MATERIAL FOR THE TASK:
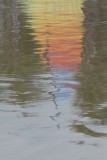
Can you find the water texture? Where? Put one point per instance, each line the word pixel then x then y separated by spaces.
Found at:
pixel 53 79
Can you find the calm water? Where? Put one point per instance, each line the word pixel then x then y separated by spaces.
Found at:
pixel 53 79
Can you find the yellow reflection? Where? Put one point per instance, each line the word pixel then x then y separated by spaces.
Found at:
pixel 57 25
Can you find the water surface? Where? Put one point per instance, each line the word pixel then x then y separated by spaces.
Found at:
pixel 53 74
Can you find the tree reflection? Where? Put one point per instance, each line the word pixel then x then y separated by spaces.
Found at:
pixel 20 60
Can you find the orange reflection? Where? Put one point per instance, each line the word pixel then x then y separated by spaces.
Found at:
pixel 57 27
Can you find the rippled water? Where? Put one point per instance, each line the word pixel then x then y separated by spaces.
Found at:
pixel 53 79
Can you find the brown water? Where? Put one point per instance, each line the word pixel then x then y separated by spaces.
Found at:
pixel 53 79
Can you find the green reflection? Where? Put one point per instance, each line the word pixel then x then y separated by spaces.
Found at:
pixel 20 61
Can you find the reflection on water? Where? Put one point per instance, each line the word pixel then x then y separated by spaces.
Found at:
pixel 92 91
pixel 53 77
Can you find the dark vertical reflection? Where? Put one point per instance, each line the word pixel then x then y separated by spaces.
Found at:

---

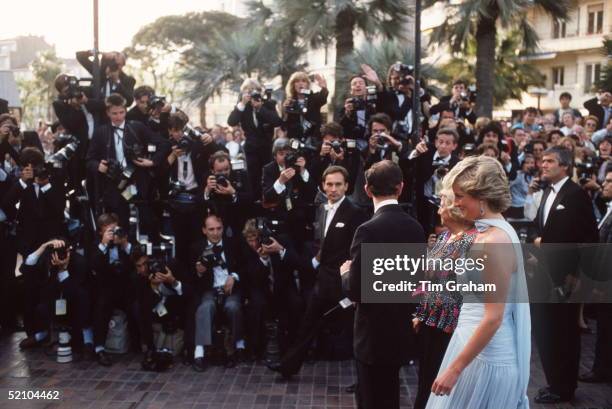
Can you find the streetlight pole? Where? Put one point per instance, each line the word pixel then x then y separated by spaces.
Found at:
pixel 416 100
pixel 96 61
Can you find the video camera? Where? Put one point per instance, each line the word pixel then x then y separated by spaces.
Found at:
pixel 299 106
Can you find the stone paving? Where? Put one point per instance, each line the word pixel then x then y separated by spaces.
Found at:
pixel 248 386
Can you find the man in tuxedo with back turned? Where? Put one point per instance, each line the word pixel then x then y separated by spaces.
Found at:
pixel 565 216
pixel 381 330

TASK PROMPT: Please pull out every line of the data above that contains the string "reflection", matching case exactly.

EXERCISE OUTPUT:
Can you find the yellow reflection? Where? Put one point per instance, each line the word pixel then x then y separated by spaces.
Can you find the tree reflection? Where? Put one point per instance, each line the word pixel then x then y separated by spaces.
Can you find the orange reflection? Where? Put one point per instance, each line the word pixel then x then y separated by spaces.
Can you find the green reflection? Where? Put one point per instance, each line the word pixel then x then y separated by spaces.
Can you find the reflection on water? Where? Put one point per instance, each line the word pixel then x then y separated by spaces.
Can you find the dark vertical reflection? Where? Put one point per instance, each line the word pixel then x then y separated by spaces.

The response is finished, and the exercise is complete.